>> Begin Excerpt to read
NOTE 1 - BASIS OF PRESENTATION

   The accompanying financial statements are presented in
accordance with the requirements of Form 10-QSB and consequently do
not include all of the disclosures normally required by generally
accepted accounting principles or those normally made in the
Company's annual Form 10-KSB filing.  Accordingly, the reader of
this Form 10-QSB may wish to refer to the Company's Form 10-KSB for
the year ended December 31, 1996 for further information.

    The financial information has been prepared in accordance with
the Company's customary accounting practices except for certain
reclassifications to the 1996 financial statements in order to
conform to the presentation followed in preparing the 1997
financial statements.  Quarterly financial information has not been
audited.  In the opinion of management, the information presented
reflects all adjustments necessary for a fair statement of interim
results.  All such adjustments are of a normal and recurring nature
except as disclosed herein.

NOTE 2 - MARKETABLE SECURITIES

   The Company has adopted Financial Accounting Standards Board
Statement No. 115 ("Accounting for Certain Investments in Debt and
Equity Securities").  In accordance with the statement, the Company
classifies all debt securities purchased with remaining maturities
of less than one year as securities held-to-maturity which are
carried at amortized cost.  At March 31, 1997 held-to-maturity
securities consisted of $3,249,000 of U.S. Government Securities
with maturities through December 1997.  All other debt and equity
securities are classified as securities available-for-sale which
are carried at fair value as determined by quoted market prices.
>> End Excerpt to read
Turn the paragraph in the financial statement notes above that begins "The Company has adopted Financial Accounting Standards Board" into a short bulleted list that keeps its main facts.
>> Begin Excerpted records
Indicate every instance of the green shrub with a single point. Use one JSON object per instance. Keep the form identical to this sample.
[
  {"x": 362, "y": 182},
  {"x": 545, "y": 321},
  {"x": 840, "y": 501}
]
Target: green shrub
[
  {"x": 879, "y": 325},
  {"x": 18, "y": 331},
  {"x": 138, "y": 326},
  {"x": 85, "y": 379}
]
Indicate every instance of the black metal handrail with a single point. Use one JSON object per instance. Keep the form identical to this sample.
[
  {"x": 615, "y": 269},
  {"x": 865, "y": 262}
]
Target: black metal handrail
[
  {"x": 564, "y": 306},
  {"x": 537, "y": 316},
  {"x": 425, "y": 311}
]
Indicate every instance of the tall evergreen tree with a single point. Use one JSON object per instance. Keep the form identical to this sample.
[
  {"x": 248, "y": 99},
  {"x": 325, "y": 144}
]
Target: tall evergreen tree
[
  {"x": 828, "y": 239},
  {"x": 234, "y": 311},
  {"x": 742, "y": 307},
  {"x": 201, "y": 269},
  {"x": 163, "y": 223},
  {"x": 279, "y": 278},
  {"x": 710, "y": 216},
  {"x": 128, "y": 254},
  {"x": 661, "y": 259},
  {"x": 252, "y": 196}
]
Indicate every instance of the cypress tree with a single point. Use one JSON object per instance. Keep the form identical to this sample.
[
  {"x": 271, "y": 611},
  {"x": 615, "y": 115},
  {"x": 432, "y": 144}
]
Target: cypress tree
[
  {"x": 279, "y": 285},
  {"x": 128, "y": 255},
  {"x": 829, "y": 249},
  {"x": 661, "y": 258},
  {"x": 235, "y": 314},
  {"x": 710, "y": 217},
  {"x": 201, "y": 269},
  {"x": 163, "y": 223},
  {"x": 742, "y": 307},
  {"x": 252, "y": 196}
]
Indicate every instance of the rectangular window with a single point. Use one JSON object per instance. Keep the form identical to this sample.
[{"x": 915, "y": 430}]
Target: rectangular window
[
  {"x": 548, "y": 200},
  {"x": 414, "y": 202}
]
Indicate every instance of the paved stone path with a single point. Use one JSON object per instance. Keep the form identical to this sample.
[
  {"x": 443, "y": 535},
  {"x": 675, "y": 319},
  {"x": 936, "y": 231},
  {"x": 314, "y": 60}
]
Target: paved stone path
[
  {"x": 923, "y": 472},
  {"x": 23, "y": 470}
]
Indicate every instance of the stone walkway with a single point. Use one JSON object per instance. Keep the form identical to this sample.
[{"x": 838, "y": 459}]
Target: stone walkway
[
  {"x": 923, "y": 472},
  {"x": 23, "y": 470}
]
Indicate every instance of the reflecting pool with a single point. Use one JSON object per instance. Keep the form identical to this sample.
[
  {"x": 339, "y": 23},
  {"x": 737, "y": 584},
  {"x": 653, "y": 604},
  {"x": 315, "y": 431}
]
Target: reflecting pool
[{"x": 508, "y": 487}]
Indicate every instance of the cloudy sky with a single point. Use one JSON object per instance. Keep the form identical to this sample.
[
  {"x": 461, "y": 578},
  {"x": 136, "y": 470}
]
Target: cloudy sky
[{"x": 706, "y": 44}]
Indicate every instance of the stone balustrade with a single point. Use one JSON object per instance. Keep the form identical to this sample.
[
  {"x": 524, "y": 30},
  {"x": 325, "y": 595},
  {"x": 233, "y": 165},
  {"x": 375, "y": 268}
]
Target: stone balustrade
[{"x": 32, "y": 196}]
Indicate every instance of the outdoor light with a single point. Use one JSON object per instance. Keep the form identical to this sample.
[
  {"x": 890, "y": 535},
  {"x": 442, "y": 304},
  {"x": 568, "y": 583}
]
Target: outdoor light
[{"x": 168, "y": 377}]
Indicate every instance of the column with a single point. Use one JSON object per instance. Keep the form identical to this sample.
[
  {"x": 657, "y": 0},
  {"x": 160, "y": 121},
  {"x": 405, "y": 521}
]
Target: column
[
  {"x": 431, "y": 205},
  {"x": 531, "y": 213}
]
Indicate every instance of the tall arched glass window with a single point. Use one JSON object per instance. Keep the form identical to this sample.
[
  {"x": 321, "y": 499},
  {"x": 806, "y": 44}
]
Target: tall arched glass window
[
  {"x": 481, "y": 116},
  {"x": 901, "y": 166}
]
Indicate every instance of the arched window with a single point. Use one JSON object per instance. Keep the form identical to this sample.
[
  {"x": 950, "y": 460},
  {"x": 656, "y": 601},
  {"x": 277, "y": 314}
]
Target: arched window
>> End Excerpted records
◆ **Exercise result**
- The Company has adopted FASB Statement No. 115, "Accounting for Certain Investments in Debt and Equity Securities."
- Debt securities bought with less than one year left to maturity are classed as held-to-maturity and carried at amortized cost.
- At March 31, 1997, held-to-maturity securities were $3,249,000 of U.S. Government Securities maturing through December 1997.
- All other debt and equity securities are classed as available-for-sale and carried at fair value based on quoted market prices.